## START INPUT MATERIAL

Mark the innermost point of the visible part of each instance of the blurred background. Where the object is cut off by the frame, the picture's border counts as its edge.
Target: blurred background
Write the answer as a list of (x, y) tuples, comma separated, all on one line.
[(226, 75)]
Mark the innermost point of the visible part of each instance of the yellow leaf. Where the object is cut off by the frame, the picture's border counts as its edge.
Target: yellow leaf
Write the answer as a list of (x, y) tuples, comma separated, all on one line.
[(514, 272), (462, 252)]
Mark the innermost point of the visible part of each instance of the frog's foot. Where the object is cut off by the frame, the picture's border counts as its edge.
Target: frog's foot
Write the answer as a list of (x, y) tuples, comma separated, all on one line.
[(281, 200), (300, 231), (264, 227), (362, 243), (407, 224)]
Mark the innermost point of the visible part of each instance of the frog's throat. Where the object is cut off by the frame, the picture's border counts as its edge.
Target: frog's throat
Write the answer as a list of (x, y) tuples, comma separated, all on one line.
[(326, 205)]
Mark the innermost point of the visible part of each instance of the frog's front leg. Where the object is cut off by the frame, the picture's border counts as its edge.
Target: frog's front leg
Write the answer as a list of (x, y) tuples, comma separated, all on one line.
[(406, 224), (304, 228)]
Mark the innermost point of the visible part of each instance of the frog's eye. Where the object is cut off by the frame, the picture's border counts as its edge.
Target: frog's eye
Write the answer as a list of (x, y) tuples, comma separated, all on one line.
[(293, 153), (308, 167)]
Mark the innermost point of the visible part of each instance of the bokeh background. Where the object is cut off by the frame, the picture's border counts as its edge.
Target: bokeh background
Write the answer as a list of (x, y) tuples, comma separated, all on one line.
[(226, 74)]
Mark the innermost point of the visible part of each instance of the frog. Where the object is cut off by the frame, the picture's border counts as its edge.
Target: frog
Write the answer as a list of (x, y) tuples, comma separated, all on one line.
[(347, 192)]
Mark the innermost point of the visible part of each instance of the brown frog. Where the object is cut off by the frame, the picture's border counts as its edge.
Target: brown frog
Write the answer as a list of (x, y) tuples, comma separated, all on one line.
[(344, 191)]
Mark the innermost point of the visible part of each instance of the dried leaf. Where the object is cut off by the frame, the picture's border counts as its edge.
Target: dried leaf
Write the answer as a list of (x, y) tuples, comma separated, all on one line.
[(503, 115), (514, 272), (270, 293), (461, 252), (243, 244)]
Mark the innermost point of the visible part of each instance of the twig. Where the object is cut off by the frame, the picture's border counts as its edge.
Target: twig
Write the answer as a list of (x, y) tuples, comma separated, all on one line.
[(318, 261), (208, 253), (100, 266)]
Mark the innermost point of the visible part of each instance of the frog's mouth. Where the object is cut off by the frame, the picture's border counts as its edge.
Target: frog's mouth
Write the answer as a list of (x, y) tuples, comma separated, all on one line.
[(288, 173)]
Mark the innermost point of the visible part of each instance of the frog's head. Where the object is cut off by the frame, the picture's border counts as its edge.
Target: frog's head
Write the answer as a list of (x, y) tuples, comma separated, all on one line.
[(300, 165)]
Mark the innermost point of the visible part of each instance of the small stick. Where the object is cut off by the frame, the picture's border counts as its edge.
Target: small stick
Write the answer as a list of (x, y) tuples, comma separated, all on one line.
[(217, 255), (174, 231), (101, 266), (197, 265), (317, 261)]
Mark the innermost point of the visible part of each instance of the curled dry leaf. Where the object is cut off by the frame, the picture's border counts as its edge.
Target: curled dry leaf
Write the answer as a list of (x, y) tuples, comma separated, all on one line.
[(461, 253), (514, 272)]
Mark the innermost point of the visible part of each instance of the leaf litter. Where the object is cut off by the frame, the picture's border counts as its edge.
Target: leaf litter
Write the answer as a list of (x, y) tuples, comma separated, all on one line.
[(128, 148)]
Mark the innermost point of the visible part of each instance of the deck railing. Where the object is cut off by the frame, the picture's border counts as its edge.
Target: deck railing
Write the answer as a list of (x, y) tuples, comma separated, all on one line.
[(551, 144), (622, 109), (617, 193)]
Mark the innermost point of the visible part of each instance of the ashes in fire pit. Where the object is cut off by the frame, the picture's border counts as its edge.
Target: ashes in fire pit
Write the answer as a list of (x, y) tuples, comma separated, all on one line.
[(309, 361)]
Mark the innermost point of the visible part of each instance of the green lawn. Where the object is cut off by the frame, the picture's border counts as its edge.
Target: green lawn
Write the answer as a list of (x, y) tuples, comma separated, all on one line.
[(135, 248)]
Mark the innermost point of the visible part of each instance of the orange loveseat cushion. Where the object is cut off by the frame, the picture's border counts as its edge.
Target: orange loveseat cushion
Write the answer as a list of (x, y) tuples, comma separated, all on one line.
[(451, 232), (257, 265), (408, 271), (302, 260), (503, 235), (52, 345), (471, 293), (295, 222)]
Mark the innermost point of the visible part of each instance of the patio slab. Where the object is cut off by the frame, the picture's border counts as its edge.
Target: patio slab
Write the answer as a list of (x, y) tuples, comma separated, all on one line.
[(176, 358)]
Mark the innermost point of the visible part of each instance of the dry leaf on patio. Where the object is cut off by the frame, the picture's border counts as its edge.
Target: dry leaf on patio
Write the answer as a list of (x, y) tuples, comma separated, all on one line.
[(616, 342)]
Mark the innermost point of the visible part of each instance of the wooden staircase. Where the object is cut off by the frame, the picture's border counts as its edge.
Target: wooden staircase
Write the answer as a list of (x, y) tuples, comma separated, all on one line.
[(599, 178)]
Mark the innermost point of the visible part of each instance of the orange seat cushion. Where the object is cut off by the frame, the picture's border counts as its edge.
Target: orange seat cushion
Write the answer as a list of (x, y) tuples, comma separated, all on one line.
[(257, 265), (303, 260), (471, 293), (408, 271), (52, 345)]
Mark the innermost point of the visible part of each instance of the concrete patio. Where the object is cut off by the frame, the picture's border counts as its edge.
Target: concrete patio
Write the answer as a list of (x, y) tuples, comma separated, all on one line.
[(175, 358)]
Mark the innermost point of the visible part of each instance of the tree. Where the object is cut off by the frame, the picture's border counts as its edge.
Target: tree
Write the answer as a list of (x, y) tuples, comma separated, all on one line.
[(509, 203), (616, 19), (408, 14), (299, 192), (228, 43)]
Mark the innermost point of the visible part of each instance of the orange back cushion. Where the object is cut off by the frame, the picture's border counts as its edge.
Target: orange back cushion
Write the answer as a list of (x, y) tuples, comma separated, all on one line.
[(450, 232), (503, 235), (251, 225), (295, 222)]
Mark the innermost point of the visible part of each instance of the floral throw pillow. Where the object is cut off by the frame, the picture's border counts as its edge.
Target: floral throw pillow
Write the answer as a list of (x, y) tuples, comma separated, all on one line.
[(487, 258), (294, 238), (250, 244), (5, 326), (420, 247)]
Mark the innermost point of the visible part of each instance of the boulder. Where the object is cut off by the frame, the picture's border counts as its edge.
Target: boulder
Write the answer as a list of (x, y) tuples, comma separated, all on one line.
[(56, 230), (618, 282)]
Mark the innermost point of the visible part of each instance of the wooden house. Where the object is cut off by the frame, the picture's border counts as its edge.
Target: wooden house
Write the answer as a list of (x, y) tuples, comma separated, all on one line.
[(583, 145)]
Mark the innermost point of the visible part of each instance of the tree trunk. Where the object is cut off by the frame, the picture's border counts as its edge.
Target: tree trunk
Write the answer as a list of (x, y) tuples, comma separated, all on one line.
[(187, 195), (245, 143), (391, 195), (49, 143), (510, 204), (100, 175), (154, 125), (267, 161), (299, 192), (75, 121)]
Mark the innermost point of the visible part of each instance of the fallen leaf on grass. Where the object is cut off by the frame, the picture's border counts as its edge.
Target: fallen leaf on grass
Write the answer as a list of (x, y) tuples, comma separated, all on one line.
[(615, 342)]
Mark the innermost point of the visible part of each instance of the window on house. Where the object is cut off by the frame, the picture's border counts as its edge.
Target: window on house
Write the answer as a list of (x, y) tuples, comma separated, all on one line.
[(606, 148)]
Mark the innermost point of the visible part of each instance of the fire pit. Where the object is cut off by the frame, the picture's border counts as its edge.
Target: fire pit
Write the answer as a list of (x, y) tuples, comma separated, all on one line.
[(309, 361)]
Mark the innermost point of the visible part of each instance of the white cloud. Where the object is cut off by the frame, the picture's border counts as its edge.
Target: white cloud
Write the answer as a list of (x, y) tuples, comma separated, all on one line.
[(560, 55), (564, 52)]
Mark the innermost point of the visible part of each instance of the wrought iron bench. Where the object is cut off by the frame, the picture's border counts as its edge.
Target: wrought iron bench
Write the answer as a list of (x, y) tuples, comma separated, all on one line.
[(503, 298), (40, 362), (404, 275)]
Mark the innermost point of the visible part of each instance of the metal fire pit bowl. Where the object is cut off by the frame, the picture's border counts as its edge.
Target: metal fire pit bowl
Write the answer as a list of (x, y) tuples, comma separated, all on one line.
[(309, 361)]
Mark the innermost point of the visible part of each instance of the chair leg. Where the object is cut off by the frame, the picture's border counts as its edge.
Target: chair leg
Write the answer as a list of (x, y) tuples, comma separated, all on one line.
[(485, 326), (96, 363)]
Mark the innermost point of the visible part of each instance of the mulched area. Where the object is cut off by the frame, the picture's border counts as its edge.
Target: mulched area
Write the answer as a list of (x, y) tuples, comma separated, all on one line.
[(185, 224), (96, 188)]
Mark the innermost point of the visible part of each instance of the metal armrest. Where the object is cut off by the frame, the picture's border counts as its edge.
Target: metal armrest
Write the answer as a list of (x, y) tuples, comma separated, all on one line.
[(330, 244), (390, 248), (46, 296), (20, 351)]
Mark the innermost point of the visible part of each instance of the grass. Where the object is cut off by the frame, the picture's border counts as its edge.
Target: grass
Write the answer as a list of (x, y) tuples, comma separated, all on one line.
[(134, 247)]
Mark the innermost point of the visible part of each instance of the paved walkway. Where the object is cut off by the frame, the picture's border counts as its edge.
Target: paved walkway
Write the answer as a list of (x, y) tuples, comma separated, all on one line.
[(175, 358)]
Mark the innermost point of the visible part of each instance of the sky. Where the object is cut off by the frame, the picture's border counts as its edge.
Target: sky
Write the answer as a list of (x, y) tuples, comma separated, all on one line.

## END INPUT MATERIAL

■ EXERCISE INSTRUCTIONS: Rewrite the records as a two-column CSV with the header record_text,answer. Begin at the line that contains "of the white" and stop after the line that contains "[(330, 244), (390, 248), (46, 296), (20, 351)]". Give one row per record: put its text and its answer each in a single quoted field, and replace line breaks with spaces.

■ ANSWER TO THE PROBLEM:
record_text,answer
"Mark the innermost point of the visible part of each instance of the white cloud. Where the object is cut off by the frame, the picture's border counts as its edge. Target: white cloud Write the answer as a list of (x, y) tuples, comma separated, all on one line.","[(560, 55), (564, 52)]"
"Mark the innermost point of the visible part of each instance of the wrought iron bench. Where the object is cut off by the frame, the picture's border counts as its edge. Target: wrought iron bench Write the answer as a list of (x, y) tuples, comma separated, all on one line.","[(503, 298), (40, 362), (404, 275)]"
"Mark the innermost point of the visible part of each instance of the metal fire pit bowl. Where the object is cut off by the frame, the picture's border counts as its edge. Target: metal fire pit bowl Write the answer as a list of (x, y) tuples, comma separated, all on one line.","[(309, 361)]"
"Mark the innermost point of the visible part of each instance of the chair leg. Where the object is cut off by the frame, the picture's border counts as its edge. Target: chair leg Write the answer as a list of (x, y) tuples, comma separated, all on one line.","[(485, 326), (96, 363)]"
"Mark the innermost point of the visible part of each instance of the mulched area. Where the object is cut off by the frame, the picture's border counts as its edge. Target: mulched area Write the answer as a list of (x, y) tuples, comma separated, all on one line.","[(185, 224), (96, 188)]"
"Mark the innermost point of the visible part of each instance of the metal armrest. Where the object is cut off by the frame, the picture's border counts as its edge. Target: metal armrest Write the answer as a list of (x, y) tuples, comma separated, all on one line.","[(330, 244), (390, 248), (46, 296), (20, 351)]"